Source information Start Marker

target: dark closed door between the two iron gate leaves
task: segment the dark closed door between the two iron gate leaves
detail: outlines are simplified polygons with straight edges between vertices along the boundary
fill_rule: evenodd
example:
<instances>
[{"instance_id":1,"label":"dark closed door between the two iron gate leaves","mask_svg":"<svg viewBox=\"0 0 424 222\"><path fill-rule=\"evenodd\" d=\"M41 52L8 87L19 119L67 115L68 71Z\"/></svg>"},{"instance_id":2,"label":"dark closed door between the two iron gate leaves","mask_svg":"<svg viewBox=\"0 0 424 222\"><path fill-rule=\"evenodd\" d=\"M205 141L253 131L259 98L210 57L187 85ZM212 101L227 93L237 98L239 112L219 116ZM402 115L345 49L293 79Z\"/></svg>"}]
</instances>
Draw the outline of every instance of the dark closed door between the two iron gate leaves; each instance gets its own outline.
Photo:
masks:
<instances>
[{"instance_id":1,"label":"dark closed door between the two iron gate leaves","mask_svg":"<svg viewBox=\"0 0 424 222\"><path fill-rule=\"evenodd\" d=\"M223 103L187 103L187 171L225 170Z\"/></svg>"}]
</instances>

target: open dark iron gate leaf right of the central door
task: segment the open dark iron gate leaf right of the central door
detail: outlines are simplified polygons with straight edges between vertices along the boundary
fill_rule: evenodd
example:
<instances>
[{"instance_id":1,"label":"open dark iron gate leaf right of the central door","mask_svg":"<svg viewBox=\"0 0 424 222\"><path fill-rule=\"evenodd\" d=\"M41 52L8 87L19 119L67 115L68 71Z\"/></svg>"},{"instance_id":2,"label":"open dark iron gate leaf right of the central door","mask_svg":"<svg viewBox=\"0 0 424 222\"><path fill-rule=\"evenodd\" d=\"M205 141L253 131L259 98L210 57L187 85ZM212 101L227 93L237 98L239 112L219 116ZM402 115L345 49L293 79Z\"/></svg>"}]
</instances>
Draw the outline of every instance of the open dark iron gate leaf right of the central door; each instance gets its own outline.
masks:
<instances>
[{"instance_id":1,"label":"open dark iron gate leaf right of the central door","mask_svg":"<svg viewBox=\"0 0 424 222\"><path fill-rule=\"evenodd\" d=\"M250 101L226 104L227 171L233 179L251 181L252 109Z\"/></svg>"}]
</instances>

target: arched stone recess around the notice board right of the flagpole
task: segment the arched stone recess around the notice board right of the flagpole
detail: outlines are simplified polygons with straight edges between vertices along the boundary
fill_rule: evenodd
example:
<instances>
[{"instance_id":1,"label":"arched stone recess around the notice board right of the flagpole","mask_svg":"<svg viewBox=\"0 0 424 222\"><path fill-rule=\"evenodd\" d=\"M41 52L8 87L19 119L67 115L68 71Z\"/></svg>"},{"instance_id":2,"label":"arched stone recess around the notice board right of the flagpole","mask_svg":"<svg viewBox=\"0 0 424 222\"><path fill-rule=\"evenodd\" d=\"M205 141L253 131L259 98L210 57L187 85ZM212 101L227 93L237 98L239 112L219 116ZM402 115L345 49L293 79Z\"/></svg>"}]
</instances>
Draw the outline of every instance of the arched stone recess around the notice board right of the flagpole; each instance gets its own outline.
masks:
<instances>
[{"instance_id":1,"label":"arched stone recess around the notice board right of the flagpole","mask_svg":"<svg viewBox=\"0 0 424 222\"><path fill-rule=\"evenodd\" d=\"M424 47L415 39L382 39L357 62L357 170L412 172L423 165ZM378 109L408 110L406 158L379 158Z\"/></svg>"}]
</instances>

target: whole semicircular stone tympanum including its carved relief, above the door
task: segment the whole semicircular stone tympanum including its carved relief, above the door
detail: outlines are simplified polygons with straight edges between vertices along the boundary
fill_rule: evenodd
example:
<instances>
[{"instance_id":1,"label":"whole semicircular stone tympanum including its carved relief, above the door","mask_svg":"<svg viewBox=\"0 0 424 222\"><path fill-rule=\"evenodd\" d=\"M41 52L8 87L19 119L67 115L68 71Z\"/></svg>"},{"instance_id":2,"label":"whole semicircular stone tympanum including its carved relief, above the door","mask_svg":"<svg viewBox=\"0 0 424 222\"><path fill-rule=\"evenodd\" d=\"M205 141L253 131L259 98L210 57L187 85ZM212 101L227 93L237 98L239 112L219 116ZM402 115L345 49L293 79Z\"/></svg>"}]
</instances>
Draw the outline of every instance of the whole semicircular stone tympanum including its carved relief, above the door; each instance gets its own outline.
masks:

Source information End Marker

Exercise objective = Wherever a line in the entries holds "target", copy that line.

Reply to the exercise =
target: dark closed door between the two iron gate leaves
target: open dark iron gate leaf right of the central door
target: arched stone recess around the notice board right of the flagpole
target: whole semicircular stone tympanum including its carved relief, above the door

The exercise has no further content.